Records to use -
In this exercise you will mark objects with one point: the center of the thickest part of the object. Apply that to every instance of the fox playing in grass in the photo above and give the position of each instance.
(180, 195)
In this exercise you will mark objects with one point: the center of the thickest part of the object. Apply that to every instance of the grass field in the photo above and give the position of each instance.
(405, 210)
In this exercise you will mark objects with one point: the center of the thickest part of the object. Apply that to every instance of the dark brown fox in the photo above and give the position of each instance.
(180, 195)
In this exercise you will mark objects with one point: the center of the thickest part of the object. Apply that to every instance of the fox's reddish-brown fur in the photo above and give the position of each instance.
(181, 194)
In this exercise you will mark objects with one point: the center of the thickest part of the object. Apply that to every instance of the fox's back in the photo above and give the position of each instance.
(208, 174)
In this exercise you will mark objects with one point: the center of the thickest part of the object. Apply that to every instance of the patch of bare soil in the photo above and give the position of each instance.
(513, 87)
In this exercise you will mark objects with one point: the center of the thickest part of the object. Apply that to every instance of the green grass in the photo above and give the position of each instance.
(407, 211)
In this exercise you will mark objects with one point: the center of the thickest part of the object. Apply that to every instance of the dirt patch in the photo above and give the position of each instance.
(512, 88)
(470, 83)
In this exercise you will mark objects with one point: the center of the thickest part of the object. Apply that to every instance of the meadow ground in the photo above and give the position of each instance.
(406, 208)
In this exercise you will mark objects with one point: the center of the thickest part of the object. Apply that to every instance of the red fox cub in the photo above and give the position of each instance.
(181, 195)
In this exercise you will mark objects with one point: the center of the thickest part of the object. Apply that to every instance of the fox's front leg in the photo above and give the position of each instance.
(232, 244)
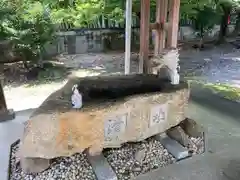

Work to complete -
Output every line of the material above as a JSON list of strings, one string per line, with blank lines and the picture left out.

Answer to this exercise -
[
  "In this exercise you will mark objects with one point: the center of the thickest part of the object. Apply that to every instance of the fox playing in grass in the photo above and give the position of each instance.",
  "(180, 195)",
  "In this exercise you will mark objects with one point: the center of the thickest part of the object. Apply that to every instance of the grass field in the photo above and give the position of each instance.",
  "(405, 210)",
  "In this exercise you will mark objects with one point: the center of the thickest part of the object. Apply that to every instance of the dark brown fox in the photo above and give the position of each instance.",
  "(180, 195)",
  "In this exercise you will mark objects with one point: the center of the thickest part of the object. Apply that to every instance of the fox's reddish-brown fur in the photo above and give the position of each instance.",
  "(181, 194)",
  "In this exercise you will mark objects with one point: the center of the thickest part of the object. Apply that to every instance of the fox's back in the photo above and give the position of each instance.",
  "(208, 174)",
  "In this exercise you will mark objects with one point: the center of the thickest part of the object. Apply that to every instance of the patch of bare soil in the photo above and give the position of each instance.",
  "(513, 87)",
  "In this exercise you will mark objects with one point: the center of the thickest part of the object. Apply that to every instance of the green grass in the photo above and give the position of each instance.",
  "(407, 211)",
  "In this exercise you will mark objects with one point: the center of the thickest part of the object. Apply that to every instance of the dirt patch in the photo above and give the position of each instance.",
  "(512, 88)",
  "(470, 83)",
  "In this exercise you will mark objects with one point: the center of the thickest part of the object. Apply that to every instance of the meadow ground in the photo above and give the position of each instance.",
  "(406, 208)",
  "In this exercise you will mark objects with one point: the center of the thickest part of the object. Apply that to every instance of the red fox cub in the photo above and give the position of each instance.",
  "(181, 195)",
  "In this exercise you will mark objects with one point: the center of the thickest part of the object. Apply that to every instance of the fox's front leg in the photo above and give the position of each instance.",
  "(232, 244)"
]